- **Textausschnitt**
Ohne dem Forum wäre bei mir garantiert aich vieles schiefgelaufen.
DANKE


----------



## Dilmun (22. Aug. 2010)

*AW: Einfach mal D A N K E*



Auch von mir ein herzliches Dankeschön an die Admin's.....

Und auch an die vielen User, die ihre Erfahrungen zugänglich gemacht haben. toll
Selbst mit meinen Zwergenteichlein habe ich viel gelernt und von eurem Wissen enorm profitiert. 
In den verschiedenen Gartencentern habe ich mich nie so gut beraten gefühlt.


----------



## jochen (22. Aug. 2010)

*AW: Einfach mal D A N K E*

Hallo,

ja, ich sag auch mal Danke...




Mit freundlichen Gruss,

Jochen


----------



## dersil (23. Okt. 2010)

*AW: Einfach mal D A N K E*

das ist doch ein Thread wo ich mich gerne anschließe

hatte zwar eine lange Pause (privat bedingt)

- **Aufgabenstellung**
Schreiben Sie die Passage aus dem Textausschnitt neu, die bei "In den verschiedenen" einsetzt und nach "auch mal Danke..." endet. Ersetzen Sie dabei "Gartencentern" durch "Baumärkten".

- **Bereitgestelltes Material**

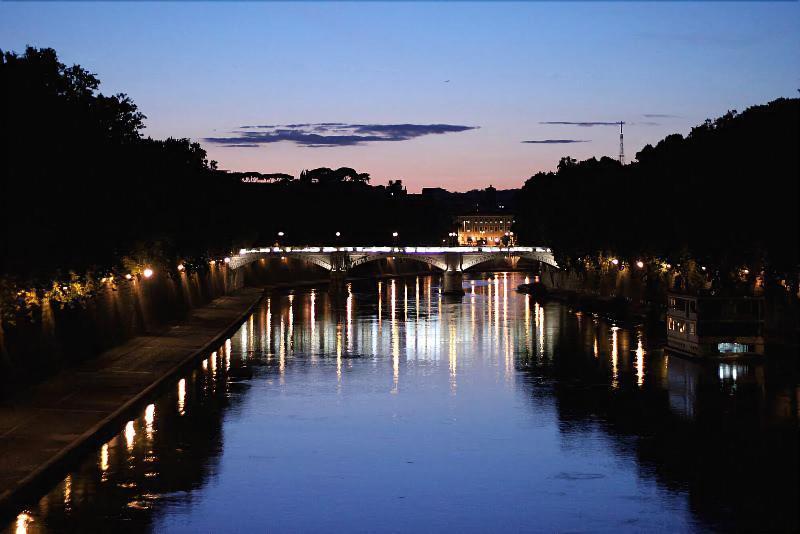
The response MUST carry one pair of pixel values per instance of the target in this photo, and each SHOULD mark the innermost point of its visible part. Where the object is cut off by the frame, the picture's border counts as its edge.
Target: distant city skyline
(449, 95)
--
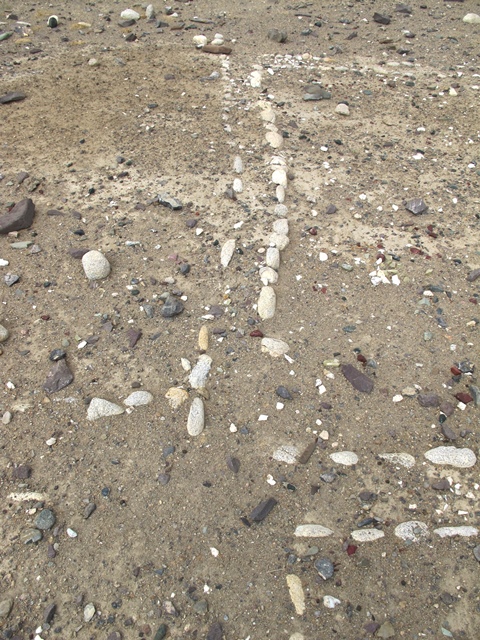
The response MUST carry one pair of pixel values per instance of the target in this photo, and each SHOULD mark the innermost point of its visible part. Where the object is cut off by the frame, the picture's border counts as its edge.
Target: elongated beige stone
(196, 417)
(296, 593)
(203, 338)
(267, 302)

- **Lösung**
In den verschiedenen Baumärkten habe ich mich nie so gut beraten gefühlt.


----------



## jochen (22. Aug. 2010)

*AW: Einfach mal D A N K E*

Hallo,

ja, ich sag auch mal Danke...